### Requirement
Write out, word for word, every line from the one where "Target: man's face" occurs to the final line of the entries, and nothing beyond them.

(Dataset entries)
# # #

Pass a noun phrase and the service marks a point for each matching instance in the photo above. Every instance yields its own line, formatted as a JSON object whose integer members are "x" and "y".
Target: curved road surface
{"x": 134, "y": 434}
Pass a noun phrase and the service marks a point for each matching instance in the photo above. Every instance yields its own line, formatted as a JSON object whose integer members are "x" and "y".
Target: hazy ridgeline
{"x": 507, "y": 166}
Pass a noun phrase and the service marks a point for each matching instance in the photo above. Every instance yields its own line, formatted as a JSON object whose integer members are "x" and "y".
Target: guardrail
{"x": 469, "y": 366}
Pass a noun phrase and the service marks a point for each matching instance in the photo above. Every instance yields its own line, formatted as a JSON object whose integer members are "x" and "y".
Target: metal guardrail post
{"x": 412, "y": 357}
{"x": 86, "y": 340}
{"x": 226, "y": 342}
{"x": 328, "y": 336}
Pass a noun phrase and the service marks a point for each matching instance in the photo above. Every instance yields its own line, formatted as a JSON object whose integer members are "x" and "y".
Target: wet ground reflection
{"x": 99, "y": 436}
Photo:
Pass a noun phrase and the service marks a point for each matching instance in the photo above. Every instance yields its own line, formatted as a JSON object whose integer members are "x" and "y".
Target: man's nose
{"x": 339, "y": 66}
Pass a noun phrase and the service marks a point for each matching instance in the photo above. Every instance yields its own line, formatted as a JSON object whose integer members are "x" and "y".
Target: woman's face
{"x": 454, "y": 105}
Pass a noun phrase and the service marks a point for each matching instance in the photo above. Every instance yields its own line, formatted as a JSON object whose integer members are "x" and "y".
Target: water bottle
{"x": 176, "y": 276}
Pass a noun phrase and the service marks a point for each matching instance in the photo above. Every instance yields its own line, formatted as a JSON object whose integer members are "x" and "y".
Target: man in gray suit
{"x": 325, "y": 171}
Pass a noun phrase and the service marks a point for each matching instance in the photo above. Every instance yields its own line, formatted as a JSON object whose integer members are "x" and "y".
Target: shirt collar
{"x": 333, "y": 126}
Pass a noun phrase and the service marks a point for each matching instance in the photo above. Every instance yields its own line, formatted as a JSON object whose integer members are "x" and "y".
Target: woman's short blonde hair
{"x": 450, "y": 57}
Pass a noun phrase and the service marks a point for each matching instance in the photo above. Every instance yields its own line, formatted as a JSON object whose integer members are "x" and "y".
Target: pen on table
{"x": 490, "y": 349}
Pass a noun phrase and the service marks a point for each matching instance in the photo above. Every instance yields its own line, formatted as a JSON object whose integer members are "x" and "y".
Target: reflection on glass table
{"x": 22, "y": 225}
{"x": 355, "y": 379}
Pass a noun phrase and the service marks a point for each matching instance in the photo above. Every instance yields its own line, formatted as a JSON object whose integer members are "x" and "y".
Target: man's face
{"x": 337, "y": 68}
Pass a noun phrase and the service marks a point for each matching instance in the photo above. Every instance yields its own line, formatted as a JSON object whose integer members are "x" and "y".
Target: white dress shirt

# # #

### Solution for this exercise
Target: man's face
{"x": 337, "y": 68}
Pass a noun phrase and the service marks a point for each matching instance in the photo above. Every instance yields its own line, formatted as a JSON object whose integer members are "x" and "y".
Target: white dress shirt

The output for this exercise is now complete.